# What needs to be done:
In the entries below, find every line with "white" and copy it.

Dataset records:
----

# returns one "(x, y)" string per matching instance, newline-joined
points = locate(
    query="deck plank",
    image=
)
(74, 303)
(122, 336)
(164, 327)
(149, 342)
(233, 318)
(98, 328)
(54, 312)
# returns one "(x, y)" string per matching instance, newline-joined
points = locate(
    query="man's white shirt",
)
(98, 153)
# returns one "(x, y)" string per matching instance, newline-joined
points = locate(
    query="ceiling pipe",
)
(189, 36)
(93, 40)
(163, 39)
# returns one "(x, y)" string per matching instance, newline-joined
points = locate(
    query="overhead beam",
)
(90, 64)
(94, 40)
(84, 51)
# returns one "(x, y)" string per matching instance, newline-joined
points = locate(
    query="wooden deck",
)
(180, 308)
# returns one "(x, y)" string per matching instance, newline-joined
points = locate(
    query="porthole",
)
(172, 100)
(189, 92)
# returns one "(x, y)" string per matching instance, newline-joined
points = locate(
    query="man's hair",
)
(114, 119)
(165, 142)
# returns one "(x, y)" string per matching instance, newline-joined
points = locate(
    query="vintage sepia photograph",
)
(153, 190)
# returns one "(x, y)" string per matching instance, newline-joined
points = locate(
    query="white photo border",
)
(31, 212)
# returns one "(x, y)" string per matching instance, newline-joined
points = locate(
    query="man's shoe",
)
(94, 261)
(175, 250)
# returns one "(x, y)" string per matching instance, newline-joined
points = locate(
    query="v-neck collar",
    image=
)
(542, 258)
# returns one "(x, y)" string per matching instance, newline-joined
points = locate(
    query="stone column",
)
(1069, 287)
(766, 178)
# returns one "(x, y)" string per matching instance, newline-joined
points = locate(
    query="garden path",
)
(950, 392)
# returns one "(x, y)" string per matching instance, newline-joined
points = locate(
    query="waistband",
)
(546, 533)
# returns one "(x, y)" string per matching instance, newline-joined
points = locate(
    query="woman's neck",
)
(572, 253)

----

# Exercise answer:
    query="man's white shirt",
    query="white photo border",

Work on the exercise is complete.